TO BE DONE: Leaving out all images, write out the records that follow exactly.

EXTRACTED RECORDS:
[start]

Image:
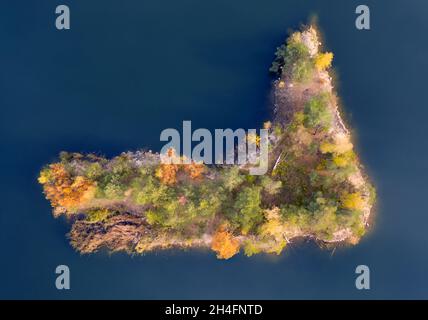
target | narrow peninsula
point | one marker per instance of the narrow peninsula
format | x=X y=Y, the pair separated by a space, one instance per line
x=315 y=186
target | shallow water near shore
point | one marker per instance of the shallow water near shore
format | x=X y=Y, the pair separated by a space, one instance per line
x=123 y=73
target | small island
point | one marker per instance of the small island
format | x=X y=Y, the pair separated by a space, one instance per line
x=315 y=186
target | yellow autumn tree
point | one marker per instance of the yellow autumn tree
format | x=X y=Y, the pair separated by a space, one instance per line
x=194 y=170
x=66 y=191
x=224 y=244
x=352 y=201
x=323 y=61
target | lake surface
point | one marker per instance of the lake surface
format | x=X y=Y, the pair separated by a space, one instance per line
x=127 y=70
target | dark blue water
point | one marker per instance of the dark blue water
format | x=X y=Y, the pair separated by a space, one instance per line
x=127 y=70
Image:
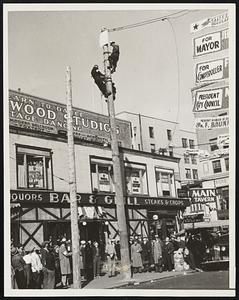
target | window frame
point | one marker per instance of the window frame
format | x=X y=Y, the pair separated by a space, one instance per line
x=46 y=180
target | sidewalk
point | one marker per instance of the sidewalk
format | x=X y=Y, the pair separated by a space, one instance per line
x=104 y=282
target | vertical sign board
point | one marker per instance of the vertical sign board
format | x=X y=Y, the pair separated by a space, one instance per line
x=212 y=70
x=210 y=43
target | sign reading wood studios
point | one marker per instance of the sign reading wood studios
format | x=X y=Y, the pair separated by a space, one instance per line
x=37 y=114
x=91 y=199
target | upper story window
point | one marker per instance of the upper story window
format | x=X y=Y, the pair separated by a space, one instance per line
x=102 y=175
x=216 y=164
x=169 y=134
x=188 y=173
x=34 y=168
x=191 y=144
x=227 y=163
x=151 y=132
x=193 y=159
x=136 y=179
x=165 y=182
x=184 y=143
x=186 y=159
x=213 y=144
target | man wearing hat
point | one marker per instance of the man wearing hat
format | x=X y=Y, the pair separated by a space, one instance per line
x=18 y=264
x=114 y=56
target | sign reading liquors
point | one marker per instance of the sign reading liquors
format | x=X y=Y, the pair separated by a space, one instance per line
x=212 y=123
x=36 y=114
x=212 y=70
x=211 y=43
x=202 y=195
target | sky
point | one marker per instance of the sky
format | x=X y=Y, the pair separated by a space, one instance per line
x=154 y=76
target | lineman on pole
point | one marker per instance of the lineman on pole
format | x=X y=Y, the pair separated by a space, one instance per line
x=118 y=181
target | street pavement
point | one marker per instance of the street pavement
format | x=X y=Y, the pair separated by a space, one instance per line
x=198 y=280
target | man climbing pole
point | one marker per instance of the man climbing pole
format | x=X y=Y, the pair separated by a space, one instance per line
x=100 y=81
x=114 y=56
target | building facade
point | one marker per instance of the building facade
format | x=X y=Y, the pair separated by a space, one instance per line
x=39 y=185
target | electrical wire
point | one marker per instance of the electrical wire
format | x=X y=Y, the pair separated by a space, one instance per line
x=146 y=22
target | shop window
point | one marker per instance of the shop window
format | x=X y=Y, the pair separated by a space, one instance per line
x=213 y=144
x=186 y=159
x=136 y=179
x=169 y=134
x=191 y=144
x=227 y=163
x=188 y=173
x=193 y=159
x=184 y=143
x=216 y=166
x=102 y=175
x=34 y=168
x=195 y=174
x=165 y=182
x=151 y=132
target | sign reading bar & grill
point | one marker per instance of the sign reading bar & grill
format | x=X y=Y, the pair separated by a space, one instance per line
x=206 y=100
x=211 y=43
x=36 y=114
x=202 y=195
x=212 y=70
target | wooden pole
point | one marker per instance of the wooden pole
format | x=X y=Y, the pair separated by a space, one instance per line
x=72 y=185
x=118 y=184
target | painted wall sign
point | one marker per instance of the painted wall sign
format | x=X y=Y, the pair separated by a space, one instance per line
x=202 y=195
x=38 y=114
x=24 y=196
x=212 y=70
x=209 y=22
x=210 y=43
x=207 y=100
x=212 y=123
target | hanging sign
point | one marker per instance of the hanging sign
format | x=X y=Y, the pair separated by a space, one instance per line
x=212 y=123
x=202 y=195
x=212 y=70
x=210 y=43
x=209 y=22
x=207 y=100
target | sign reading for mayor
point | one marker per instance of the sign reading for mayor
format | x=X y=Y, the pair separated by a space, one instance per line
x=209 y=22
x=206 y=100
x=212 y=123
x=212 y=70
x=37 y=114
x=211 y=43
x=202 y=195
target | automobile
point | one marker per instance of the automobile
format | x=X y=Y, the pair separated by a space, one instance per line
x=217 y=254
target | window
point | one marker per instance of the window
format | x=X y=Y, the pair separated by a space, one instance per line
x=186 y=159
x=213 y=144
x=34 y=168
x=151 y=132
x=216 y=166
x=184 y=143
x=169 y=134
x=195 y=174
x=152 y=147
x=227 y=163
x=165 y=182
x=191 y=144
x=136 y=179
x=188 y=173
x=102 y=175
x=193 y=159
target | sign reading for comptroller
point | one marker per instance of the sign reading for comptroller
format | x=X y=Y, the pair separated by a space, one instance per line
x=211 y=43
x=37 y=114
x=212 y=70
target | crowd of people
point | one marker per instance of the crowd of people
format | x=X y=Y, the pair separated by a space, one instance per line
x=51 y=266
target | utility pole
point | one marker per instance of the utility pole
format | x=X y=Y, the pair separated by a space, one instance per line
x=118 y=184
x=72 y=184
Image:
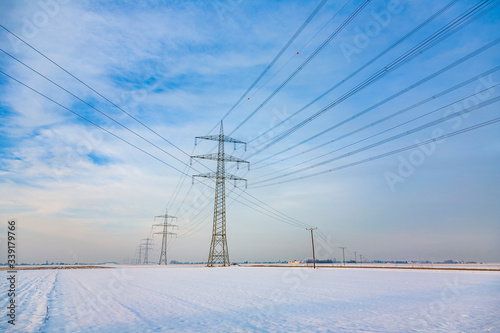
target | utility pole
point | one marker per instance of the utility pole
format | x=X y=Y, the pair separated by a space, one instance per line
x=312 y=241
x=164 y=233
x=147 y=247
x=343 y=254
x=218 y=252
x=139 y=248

[end]

THE REPLY:
Image:
target | narrow peninsula
point | one marker per instance of the narrow peninsula
format | x=X y=Y, the pair separated by a space, one instance per line
x=315 y=186
target | shallow water near shore
point | one marker per instance of the shallow water near shore
format | x=X y=Y, the pair separated by a space, one instance per line
x=123 y=73
target | small island
point | one marker per instance of the small island
format | x=X y=Y, the pair separated by a space, one instance per line
x=315 y=186
target | yellow autumn tree
point | one marker per instance of the yellow autumn tree
format | x=X y=Y, the pair separated by a space, one instance per line
x=194 y=170
x=66 y=191
x=224 y=244
x=352 y=201
x=323 y=61
target | lake surface
point | one marker per instance of the lake surface
format | x=X y=Y, the pair separated by a space, one instance per line
x=127 y=70
target | dark blue water
point | one marker per instance of the dark blue water
format | x=X y=Y, the pair separated by a space, one instance per line
x=127 y=70
Image:
target | window frame
point | one marker per instance of the window frame
format | x=X y=Y, the pair separated by a space, one instance per line
x=46 y=180
target | sidewalk
point | one marker per instance of the sidewalk
format | x=X y=Y, the pair separated by a space, one instance per line
x=104 y=282
target | vertical sign board
point | one marker per instance of the vertical sign board
format | x=X y=Y, the pair separated by a space, one instance per line
x=212 y=70
x=210 y=43
target | sign reading wood studios
point | one marker per instance of the sign reading wood studios
format | x=X y=Y, the pair separated by a space, one instance per line
x=37 y=114
x=91 y=199
target | upper story window
point | one marker per instance of the upper story window
format | x=X y=Y, the pair separated by a space, one instance per line
x=102 y=175
x=216 y=164
x=169 y=134
x=188 y=173
x=34 y=168
x=191 y=144
x=227 y=163
x=151 y=132
x=193 y=159
x=136 y=179
x=165 y=182
x=184 y=143
x=186 y=159
x=213 y=144
target | man wearing hat
point | one marker per instance of the man wearing hat
format | x=X y=Y, the pair separated by a space, one instance per line
x=18 y=264
x=114 y=56
target | sign reading liquors
point | one marker per instance of the sign reading liquors
format | x=X y=Y, the pair separated by a space, one instance per line
x=212 y=123
x=36 y=114
x=212 y=70
x=211 y=43
x=202 y=195
target | sky
point | one marker per instance of the sky
format | x=X y=Y, the pair separated by a space, one instance per line
x=154 y=76
target | lineman on pole
point | one marker per instance of the lineman on pole
format | x=X y=Y, the pair separated by a space, one instance per line
x=118 y=181
target | street pavement
point | one marker per instance of the street pavement
format | x=X y=Y, the pair separated by a space, one instance per line
x=198 y=280
target | man climbing pole
point | one marker per instance of the man climbing pole
format | x=X y=Y, the pair separated by a space, one instance per line
x=100 y=81
x=114 y=56
target | building facade
point | one marker per instance of the building facade
format | x=X y=Y, the pair separated by a space, one instance per line
x=39 y=185
target | electrical wire
point | one marker per instance of the electrical wire
format | x=X y=Y, the pair separated by a space, one instance per line
x=146 y=22
target | shop window
point | one marker per instance of the shop window
format | x=X y=Y, the pair separated by a space, one instance per line
x=213 y=144
x=186 y=159
x=136 y=179
x=169 y=134
x=191 y=144
x=227 y=163
x=188 y=173
x=193 y=159
x=184 y=143
x=216 y=166
x=102 y=175
x=34 y=168
x=195 y=174
x=165 y=182
x=151 y=132
target | sign reading bar & grill
point | one marker per instance of the sign reading bar & grill
format | x=X y=Y, the pair separated by a space, one instance per line
x=206 y=100
x=211 y=43
x=36 y=114
x=202 y=195
x=212 y=70
target | wooden pole
point | one marker per instance of the wooden pole
format | x=X y=Y, the pair separated by a space, one instance per line
x=72 y=185
x=118 y=184
target | painted wall sign
point | one marker per instance of the painted wall sign
format | x=X y=Y, the pair separated by a space, one instance per line
x=202 y=195
x=38 y=114
x=24 y=196
x=212 y=70
x=209 y=22
x=210 y=43
x=207 y=100
x=212 y=123
target | hanging sign
point | one marker per instance of the hanging sign
format | x=X y=Y, the pair separated by a space, one instance per line
x=212 y=123
x=202 y=195
x=212 y=70
x=210 y=43
x=209 y=22
x=207 y=100
target | sign reading for mayor
point | one marker per instance of the sign reading for mayor
format | x=X y=Y, the pair separated by a space, one instance per line
x=209 y=22
x=206 y=100
x=212 y=123
x=212 y=70
x=37 y=114
x=211 y=43
x=202 y=195
target | automobile
point | one marker per instance of the automobile
format | x=X y=Y, the pair separated by a space, one instance per line
x=217 y=254
target | window
point | one marker per instance of the window
format | x=X y=Y, the pair separated by a space, one instance per line
x=186 y=159
x=213 y=144
x=34 y=168
x=151 y=132
x=216 y=166
x=184 y=143
x=169 y=134
x=195 y=174
x=152 y=147
x=227 y=163
x=165 y=182
x=191 y=144
x=136 y=179
x=188 y=173
x=102 y=175
x=193 y=159
target | sign reading for comptroller
point | one marker per instance of the sign reading for comptroller
format | x=X y=Y, the pair separated by a space, one instance per line
x=211 y=43
x=37 y=114
x=212 y=70
target | crowd of people
point | one marker per instance of the crowd of people
format | x=X y=Y, the pair separated by a space, one instance per line
x=51 y=266
target | utility pole
point | one marker per instance of the utility pole
format | x=X y=Y, the pair separated by a space, one instance per line
x=118 y=184
x=72 y=184
Image:
target | utility pole
point | one marker per instance of the utility pole
format | x=X y=Y, the pair separated by a space, one instance per line
x=312 y=241
x=164 y=233
x=147 y=247
x=343 y=254
x=218 y=252
x=139 y=248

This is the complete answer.